### Problems and tasks
1. In the laboratory quality control text, in what size batches are patient samples retested to recover from a large out-of-control condition?
2. Reproduce the laboratory quality control text word for word, from "If the QC rule" up to and including "of patient results.".

[Text excerpt Boundary: Start]

If the QC rule with mean and SD across multiple instruments measuring the same analyte is the same (as long as the QC rule mean and SD are designed appropriately), the overall risk of reporting unreliable results is lower compared to the traditional approach of setting QC rules on running mean and SD. Using a QC rule with a fixed mean appears to balance the risk of reporting incorrect results across multiple instruments, while the fixed SD allocates more error detection capability to poorer performing instruments, resulting in a lower overall risk of reporting incorrect results. Setting a QC rule with fixed means and SDs for multiple instruments performing the same assays can provide good QC performance characteristics from the perspective of the reliability of patient results.
Recover from a small out-of-control condition by spot-checking patient specimens near medical decision limits. Repeat all the patients at the medical decision limits up to the last successful QC event, and assess the magnitude of the measurement error by taking the difference between the new result and the old result. If the measurement error is greater than the allowable total error specification, the result should be corrected.
Recover from a large out-of control-condition by retesting patient samples in batches of 10 back to the last successful QC event, assessing the magnitude of the measurement errors by retesting the last 10 samples and taking the difference between the new results and the old results. If the measurement error is greater than the allowable total error specification, then continue with the retesting in batches of 10 until the measurement error is less than the allowable total error specification or is insignificant. Those results with measurement error greater than the total error specification should be corrected.
Set review limits for automated chemistry tests that don't have critical values or delta checks. Historical patient data is used to generate histograms for each analyte and determine the 95 percent non-parametric confidence intervals. The histograms and confidence intervals are visually inspected to establish the review codes where results outside of these historical limits would occur less than or equal to 5 percent of the time. The limits are widened for high volume tests to minimize false rejections. Patient results outside these limits are subject to review. This approach can be readily implemented in a typical auto verification workflow.

[Text excerpt Boundary: End]
[Record excerpts Boundary: Start]

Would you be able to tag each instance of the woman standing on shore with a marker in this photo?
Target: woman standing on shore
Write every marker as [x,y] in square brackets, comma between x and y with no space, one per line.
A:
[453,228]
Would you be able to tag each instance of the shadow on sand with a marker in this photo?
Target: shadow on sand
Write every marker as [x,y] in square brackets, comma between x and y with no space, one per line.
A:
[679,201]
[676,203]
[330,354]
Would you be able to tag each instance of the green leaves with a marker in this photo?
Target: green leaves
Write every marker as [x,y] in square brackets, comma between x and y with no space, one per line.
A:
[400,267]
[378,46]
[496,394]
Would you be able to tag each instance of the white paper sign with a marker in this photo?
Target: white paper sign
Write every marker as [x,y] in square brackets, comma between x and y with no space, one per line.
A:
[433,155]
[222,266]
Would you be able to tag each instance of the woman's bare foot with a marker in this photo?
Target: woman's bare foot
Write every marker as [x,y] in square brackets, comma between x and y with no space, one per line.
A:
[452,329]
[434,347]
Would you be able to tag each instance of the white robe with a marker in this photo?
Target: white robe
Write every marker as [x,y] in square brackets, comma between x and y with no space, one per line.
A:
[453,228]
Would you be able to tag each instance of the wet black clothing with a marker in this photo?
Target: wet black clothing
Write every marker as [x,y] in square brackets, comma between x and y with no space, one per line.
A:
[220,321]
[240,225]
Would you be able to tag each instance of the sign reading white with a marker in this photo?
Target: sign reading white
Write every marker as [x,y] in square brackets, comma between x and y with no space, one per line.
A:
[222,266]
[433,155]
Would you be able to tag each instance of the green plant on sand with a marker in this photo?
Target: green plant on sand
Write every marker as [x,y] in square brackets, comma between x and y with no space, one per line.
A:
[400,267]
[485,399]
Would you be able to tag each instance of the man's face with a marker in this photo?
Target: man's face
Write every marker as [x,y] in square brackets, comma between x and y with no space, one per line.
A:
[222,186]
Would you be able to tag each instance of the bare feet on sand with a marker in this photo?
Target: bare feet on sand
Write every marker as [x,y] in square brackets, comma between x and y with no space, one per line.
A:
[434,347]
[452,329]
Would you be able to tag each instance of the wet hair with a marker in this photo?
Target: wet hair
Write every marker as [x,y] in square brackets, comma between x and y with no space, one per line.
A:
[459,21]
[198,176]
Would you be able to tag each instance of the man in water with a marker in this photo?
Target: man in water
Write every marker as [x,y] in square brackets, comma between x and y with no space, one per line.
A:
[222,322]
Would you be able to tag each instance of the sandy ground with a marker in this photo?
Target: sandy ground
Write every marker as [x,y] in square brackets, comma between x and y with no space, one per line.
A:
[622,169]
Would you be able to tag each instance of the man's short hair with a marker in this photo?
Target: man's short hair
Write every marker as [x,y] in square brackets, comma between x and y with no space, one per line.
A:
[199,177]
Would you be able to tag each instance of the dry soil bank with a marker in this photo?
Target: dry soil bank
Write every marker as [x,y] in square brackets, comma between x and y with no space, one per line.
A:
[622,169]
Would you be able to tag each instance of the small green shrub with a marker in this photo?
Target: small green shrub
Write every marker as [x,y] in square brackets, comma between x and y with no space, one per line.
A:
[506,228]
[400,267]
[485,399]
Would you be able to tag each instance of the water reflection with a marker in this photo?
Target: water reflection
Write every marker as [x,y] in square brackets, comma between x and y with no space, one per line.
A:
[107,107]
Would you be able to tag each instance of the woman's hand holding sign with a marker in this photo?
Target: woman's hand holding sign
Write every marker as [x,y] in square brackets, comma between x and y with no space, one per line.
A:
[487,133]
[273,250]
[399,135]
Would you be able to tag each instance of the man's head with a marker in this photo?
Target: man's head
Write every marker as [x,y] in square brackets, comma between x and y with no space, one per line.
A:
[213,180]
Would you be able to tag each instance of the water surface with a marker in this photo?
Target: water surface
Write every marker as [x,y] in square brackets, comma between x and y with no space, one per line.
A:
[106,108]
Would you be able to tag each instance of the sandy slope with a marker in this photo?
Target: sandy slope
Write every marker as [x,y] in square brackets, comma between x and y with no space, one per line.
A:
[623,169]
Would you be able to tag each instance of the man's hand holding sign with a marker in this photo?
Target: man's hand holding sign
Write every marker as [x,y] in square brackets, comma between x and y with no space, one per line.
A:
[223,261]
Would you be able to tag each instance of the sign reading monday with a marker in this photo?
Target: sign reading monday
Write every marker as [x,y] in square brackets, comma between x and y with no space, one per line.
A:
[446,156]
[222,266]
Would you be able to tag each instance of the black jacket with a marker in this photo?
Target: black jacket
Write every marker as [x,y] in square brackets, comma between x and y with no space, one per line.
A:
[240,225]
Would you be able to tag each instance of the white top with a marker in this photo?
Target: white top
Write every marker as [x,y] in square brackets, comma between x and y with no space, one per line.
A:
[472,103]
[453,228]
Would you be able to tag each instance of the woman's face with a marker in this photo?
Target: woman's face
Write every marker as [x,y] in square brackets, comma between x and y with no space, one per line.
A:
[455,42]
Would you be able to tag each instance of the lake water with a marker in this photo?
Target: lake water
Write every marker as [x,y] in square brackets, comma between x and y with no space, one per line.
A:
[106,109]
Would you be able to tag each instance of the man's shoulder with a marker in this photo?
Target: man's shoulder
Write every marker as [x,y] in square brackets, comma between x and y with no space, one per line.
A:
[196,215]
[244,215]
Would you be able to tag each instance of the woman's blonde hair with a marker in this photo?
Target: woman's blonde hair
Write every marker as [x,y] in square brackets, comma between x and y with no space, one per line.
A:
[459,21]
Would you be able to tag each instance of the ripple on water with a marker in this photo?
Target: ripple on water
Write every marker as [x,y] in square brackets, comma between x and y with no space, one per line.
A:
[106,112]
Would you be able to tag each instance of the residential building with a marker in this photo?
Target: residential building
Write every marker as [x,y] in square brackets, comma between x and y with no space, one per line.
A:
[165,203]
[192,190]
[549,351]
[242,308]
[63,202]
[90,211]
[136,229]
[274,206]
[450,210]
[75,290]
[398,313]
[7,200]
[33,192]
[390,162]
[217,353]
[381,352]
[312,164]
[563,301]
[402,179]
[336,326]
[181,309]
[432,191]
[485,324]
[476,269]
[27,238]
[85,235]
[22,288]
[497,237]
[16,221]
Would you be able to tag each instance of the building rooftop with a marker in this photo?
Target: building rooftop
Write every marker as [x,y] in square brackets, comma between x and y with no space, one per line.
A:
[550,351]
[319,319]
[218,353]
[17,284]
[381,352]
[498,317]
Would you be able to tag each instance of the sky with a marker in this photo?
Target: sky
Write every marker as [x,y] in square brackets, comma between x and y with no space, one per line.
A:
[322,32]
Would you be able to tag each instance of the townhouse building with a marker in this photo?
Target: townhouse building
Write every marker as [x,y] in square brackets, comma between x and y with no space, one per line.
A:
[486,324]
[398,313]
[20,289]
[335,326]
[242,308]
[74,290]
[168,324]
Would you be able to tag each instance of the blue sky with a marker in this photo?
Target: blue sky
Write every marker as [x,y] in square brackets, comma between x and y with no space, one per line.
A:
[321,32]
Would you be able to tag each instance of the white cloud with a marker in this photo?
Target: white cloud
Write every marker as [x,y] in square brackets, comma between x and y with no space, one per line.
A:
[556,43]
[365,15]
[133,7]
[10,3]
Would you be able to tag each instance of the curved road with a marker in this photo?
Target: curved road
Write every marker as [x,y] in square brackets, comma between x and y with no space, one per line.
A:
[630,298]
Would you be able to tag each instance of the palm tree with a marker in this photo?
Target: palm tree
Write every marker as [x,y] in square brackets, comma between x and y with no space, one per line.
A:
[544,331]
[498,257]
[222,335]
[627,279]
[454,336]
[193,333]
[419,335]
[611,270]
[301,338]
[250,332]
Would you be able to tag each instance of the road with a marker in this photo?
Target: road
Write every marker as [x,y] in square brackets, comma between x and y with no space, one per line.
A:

[Record excerpts Boundary: End]

### Solutions to the tasks
1. In batches of 10.

2.
If the QC rule with mean and SD across multiple instruments measuring the same analyte is the same (as long as the QC rule mean and SD are designed appropriately), the overall risk of reporting unreliable results is lower compared to the traditional approach of setting QC rules on running mean and SD. Using a QC rule with a fixed mean appears to balance the risk of reporting incorrect results across multiple instruments, while the fixed SD allocates more error detection capability to poorer performing instruments, resulting in a lower overall risk of reporting incorrect results. Setting a QC rule with fixed means and SDs for multiple instruments performing the same assays can provide good QC performance characteristics from the perspective of the reliability of patient results.